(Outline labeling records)
* * * *

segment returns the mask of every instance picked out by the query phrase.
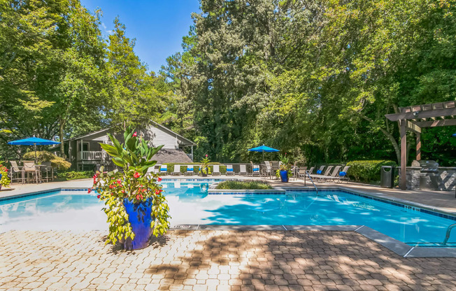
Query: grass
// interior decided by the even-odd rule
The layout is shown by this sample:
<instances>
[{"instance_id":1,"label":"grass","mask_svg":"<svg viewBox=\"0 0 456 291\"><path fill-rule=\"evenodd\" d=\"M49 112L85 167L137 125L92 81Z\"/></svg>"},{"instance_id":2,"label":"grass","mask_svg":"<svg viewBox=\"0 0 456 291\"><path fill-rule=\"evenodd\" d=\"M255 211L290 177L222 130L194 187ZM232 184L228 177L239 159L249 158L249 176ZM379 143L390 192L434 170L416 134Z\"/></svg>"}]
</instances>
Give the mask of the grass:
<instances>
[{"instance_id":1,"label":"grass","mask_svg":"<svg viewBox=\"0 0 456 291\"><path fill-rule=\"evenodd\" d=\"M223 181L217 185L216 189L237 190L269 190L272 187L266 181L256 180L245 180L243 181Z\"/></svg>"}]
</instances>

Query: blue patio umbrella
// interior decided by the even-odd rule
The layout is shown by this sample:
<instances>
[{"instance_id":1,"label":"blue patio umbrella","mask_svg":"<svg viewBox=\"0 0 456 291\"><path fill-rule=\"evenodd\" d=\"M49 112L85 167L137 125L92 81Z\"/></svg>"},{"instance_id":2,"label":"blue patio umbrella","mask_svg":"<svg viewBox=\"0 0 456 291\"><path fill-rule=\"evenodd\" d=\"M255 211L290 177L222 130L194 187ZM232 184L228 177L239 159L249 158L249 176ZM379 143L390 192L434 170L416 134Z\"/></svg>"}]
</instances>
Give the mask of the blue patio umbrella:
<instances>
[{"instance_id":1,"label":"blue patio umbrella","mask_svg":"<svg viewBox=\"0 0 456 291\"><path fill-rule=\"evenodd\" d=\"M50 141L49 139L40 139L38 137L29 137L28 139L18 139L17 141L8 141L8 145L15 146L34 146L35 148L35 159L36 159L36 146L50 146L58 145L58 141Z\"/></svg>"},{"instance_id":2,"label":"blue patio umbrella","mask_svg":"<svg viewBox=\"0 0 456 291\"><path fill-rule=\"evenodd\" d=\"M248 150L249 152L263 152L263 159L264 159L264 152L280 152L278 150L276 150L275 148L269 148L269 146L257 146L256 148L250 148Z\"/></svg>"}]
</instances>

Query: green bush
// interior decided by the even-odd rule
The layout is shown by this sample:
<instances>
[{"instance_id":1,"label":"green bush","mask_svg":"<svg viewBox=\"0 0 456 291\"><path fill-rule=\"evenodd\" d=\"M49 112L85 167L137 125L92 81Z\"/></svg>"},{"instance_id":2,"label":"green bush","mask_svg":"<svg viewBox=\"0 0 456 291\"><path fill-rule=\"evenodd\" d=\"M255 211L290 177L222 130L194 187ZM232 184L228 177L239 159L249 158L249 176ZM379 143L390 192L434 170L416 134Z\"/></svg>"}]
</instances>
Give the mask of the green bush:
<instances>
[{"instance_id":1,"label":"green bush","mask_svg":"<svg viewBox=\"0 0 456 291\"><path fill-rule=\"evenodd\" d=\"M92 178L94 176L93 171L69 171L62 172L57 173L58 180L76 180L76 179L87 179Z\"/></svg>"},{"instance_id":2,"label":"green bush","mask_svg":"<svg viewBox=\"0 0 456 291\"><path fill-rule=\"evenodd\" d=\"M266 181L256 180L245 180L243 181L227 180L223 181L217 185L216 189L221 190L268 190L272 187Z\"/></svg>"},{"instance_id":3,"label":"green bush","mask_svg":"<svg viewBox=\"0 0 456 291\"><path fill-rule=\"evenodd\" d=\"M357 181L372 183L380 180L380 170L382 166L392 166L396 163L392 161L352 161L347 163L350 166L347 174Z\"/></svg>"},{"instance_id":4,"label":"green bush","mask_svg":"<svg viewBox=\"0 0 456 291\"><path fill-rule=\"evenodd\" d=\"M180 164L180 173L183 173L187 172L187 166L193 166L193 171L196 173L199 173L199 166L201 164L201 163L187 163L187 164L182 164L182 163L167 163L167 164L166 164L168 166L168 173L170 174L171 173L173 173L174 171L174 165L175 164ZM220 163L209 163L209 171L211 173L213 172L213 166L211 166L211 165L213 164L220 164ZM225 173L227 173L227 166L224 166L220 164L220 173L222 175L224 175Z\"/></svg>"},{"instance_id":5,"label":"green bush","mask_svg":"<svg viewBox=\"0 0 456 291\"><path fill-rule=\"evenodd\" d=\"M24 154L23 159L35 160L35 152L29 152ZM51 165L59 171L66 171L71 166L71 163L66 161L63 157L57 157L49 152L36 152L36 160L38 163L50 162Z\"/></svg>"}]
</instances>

* * * *

Count the lines in the rows above that contain the string "Give", matching case exactly, and reply with only that number.

■ Result for this exercise
3